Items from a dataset
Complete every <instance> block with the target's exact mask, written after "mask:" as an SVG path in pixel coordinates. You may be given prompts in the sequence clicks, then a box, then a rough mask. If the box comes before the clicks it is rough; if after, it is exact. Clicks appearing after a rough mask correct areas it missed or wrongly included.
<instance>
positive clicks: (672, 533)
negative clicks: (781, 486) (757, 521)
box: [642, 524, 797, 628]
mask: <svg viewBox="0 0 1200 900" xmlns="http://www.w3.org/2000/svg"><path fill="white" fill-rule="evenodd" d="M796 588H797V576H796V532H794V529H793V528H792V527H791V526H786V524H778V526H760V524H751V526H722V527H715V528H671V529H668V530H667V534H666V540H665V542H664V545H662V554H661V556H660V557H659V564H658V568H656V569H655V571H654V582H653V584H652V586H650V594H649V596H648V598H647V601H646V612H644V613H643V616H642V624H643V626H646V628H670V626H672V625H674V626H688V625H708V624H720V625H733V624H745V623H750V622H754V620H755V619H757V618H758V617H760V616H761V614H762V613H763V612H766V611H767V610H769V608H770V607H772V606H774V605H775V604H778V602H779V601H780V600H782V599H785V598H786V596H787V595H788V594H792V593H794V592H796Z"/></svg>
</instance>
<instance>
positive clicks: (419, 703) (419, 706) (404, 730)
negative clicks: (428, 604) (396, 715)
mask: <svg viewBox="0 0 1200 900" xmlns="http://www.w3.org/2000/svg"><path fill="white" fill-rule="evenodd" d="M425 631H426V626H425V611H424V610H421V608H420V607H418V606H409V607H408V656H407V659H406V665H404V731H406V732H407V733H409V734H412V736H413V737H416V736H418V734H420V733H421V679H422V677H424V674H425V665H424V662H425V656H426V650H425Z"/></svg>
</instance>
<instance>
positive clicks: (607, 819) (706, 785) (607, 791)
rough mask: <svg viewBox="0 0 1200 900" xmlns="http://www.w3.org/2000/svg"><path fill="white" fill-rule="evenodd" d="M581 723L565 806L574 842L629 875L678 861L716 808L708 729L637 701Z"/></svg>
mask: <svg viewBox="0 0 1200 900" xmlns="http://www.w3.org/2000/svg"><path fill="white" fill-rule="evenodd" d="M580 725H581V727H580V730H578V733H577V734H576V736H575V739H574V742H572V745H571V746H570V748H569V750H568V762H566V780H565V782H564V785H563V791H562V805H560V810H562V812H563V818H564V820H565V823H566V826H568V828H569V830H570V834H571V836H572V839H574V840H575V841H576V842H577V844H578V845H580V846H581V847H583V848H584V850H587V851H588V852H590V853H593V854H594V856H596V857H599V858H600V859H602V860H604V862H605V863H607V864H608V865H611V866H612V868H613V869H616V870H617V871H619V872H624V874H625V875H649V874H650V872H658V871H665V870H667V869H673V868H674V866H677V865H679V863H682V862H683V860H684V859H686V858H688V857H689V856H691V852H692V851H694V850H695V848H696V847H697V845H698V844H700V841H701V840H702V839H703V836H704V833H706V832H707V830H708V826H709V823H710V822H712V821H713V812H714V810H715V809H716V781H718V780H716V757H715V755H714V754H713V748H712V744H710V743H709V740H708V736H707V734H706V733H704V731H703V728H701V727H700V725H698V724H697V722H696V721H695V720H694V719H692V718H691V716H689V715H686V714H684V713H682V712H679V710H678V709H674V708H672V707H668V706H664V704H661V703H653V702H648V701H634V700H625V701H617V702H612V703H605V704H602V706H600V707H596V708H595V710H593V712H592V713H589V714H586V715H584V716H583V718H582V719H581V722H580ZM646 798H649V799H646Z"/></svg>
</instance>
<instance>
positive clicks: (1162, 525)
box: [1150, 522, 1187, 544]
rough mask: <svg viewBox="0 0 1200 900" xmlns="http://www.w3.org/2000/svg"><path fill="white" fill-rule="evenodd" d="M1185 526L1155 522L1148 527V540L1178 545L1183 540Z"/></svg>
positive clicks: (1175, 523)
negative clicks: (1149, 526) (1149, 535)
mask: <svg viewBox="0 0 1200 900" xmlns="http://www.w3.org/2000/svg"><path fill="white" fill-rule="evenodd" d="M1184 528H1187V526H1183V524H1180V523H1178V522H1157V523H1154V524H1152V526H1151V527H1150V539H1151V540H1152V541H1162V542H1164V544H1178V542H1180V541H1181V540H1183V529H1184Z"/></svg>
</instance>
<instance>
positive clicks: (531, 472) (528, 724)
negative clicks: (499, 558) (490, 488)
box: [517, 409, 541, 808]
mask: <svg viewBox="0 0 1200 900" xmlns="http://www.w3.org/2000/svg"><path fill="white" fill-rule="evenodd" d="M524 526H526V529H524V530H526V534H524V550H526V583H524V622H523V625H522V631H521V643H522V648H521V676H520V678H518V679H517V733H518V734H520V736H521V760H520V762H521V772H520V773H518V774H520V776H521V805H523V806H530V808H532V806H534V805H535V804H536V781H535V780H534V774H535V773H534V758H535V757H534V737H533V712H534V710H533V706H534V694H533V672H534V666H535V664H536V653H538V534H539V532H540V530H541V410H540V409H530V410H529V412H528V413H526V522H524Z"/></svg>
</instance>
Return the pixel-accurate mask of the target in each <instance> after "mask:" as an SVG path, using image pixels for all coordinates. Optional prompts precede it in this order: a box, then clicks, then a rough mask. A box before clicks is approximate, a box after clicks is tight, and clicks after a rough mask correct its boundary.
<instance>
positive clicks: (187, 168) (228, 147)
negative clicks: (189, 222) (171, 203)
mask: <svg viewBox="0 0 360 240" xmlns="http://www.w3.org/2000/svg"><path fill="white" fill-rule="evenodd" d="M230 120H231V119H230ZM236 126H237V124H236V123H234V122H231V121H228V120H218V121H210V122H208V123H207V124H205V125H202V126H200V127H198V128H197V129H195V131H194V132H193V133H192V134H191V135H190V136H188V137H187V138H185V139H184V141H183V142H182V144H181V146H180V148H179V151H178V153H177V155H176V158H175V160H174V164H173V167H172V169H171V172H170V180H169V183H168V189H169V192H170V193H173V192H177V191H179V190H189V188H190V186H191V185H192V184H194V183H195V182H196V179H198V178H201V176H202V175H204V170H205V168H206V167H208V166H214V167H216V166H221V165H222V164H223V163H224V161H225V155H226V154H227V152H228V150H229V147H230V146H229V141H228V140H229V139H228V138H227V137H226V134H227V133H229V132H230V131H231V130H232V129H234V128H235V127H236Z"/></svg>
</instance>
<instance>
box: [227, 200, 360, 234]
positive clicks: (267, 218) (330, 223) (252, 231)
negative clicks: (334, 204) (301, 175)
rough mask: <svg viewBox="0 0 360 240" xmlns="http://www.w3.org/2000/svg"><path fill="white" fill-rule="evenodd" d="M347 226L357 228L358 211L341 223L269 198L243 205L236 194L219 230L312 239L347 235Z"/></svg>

Required action
Every record listed above needs to be written out again exactly.

Task solution
Complete every <instance> block with the target's exact mask, written after "mask:" as an SVG path in pixel coordinates. You may be given prompts in the sequence clicks, then a box, then a rough mask. If the box comes before the clicks it is rough; if after, it is exact. Clicks appearing after a rough mask correct areas it missed or wrongly included.
<instance>
positive clicks: (672, 533)
negative clicks: (781, 486) (757, 521)
box: [642, 524, 797, 628]
mask: <svg viewBox="0 0 1200 900" xmlns="http://www.w3.org/2000/svg"><path fill="white" fill-rule="evenodd" d="M796 588H797V576H796V532H794V529H793V528H792V527H791V526H786V524H778V526H760V524H751V526H722V527H715V528H671V529H668V530H667V534H666V540H665V542H664V545H662V554H661V556H660V557H659V564H658V568H656V569H655V571H654V582H653V584H652V586H650V594H649V596H648V598H647V601H646V612H644V613H643V616H642V624H643V626H646V628H670V626H672V625H674V626H688V625H708V624H720V625H733V624H745V623H750V622H754V620H755V619H757V618H758V617H760V616H761V614H762V613H763V612H766V611H767V610H769V608H770V607H772V606H774V605H775V604H778V602H779V601H780V600H782V599H785V598H786V596H787V595H788V594H792V593H794V592H796Z"/></svg>
</instance>
<instance>
positive clicks: (419, 703) (419, 706) (404, 730)
negative clicks: (428, 604) (396, 715)
mask: <svg viewBox="0 0 1200 900" xmlns="http://www.w3.org/2000/svg"><path fill="white" fill-rule="evenodd" d="M425 631H426V626H425V611H424V610H421V608H420V607H418V606H409V607H408V656H407V659H406V665H404V731H406V732H407V733H409V734H412V736H413V737H416V736H418V734H420V733H421V679H422V677H424V674H425V665H424V662H425V656H426V650H425Z"/></svg>
</instance>
<instance>
positive clicks: (607, 819) (706, 785) (607, 791)
rough mask: <svg viewBox="0 0 1200 900" xmlns="http://www.w3.org/2000/svg"><path fill="white" fill-rule="evenodd" d="M581 723L565 806L574 842L629 875L678 861L716 808L708 729L637 701Z"/></svg>
mask: <svg viewBox="0 0 1200 900" xmlns="http://www.w3.org/2000/svg"><path fill="white" fill-rule="evenodd" d="M580 725H581V727H580V730H578V733H577V734H576V736H575V739H574V742H572V745H571V746H570V748H569V750H568V762H566V780H565V782H564V785H563V791H562V805H560V810H562V812H563V818H564V820H565V823H566V826H568V828H569V830H570V834H571V836H572V839H574V840H575V841H576V842H577V844H578V845H580V846H581V847H583V848H584V850H587V851H588V852H590V853H593V854H594V856H596V857H599V858H600V859H602V860H604V862H605V863H607V864H608V865H611V866H612V868H613V869H616V870H617V871H619V872H624V874H625V875H649V874H650V872H658V871H665V870H667V869H673V868H674V866H677V865H679V863H682V862H683V860H684V859H686V858H688V857H689V856H691V852H692V851H694V850H695V848H696V847H697V845H698V844H700V841H701V840H702V839H703V836H704V833H706V832H707V830H708V826H709V823H710V822H712V821H713V812H714V810H715V809H716V781H718V780H716V757H715V755H714V754H713V748H712V744H710V743H709V740H708V736H707V734H706V733H704V731H703V728H701V727H700V725H698V724H697V722H696V721H695V720H694V719H692V718H691V716H689V715H686V714H684V713H682V712H679V710H678V709H674V708H672V707H668V706H664V704H661V703H653V702H648V701H634V700H625V701H617V702H612V703H605V704H602V706H600V707H596V708H595V710H593V712H592V713H589V714H586V715H584V716H583V718H582V719H581V722H580ZM646 798H649V799H646Z"/></svg>
</instance>
<instance>
positive clicks: (1162, 525)
box: [1150, 522, 1187, 544]
rough mask: <svg viewBox="0 0 1200 900" xmlns="http://www.w3.org/2000/svg"><path fill="white" fill-rule="evenodd" d="M1185 526L1155 522L1148 527V540L1178 545L1183 540Z"/></svg>
positive clicks: (1175, 523)
negative clicks: (1149, 526) (1149, 535)
mask: <svg viewBox="0 0 1200 900" xmlns="http://www.w3.org/2000/svg"><path fill="white" fill-rule="evenodd" d="M1184 528H1187V526H1183V524H1180V523H1178V522H1157V523H1154V524H1152V526H1151V527H1150V539H1151V540H1152V541H1162V542H1164V544H1178V542H1180V541H1181V540H1183V529H1184Z"/></svg>
</instance>
<instance>
positive clicks: (531, 472) (528, 724)
negative clicks: (499, 558) (490, 488)
box: [517, 409, 541, 808]
mask: <svg viewBox="0 0 1200 900" xmlns="http://www.w3.org/2000/svg"><path fill="white" fill-rule="evenodd" d="M524 526H526V529H524V530H526V534H524V550H526V583H524V622H523V625H522V631H521V643H522V648H521V676H520V678H518V679H517V733H518V734H520V736H521V760H520V762H521V772H520V773H518V774H520V776H521V805H523V806H530V808H532V806H534V805H535V804H536V781H535V780H534V774H535V773H534V758H535V757H534V737H533V712H534V710H533V706H534V694H533V672H534V666H535V664H536V653H538V534H539V532H540V530H541V410H540V409H530V410H529V412H528V413H526V522H524Z"/></svg>
</instance>
Return the pixel-accurate mask of the target in each <instance> after "mask:" as an SVG path, using image pixels for all coordinates. Optional prompts precede it in this order: a box, then clicks, then a rough mask. A box before clicks is approximate, a box after clicks is tight, and clicks after a rough mask correct its boundary.
<instance>
positive clicks: (187, 168) (228, 147)
negative clicks: (189, 222) (171, 203)
mask: <svg viewBox="0 0 360 240" xmlns="http://www.w3.org/2000/svg"><path fill="white" fill-rule="evenodd" d="M230 120H231V119H230ZM236 126H237V124H236V123H234V122H231V121H228V120H218V121H210V122H208V123H207V124H205V125H202V126H200V127H198V128H197V129H195V131H194V132H193V133H192V134H191V135H190V136H188V137H187V138H185V139H184V141H183V142H182V144H181V146H180V148H179V151H178V153H177V155H176V158H175V160H174V164H173V167H172V169H171V172H170V180H169V183H168V189H169V192H170V193H173V192H177V191H179V190H189V188H190V186H191V185H192V184H194V183H195V182H196V179H198V178H201V176H202V175H204V170H205V168H206V167H208V166H214V167H216V166H221V165H222V164H223V163H224V161H225V155H226V154H227V152H228V150H229V147H230V146H229V141H228V140H229V139H228V138H227V137H226V134H227V133H229V132H230V131H231V130H232V129H234V128H235V127H236Z"/></svg>
</instance>
<instance>
box: [227, 200, 360, 234]
positive clicks: (267, 218) (330, 223) (252, 231)
negative clicks: (334, 204) (301, 175)
rough mask: <svg viewBox="0 0 360 240" xmlns="http://www.w3.org/2000/svg"><path fill="white" fill-rule="evenodd" d="M347 226L357 228L358 211L341 223L269 198L243 205L236 194L219 230L312 239L347 235Z"/></svg>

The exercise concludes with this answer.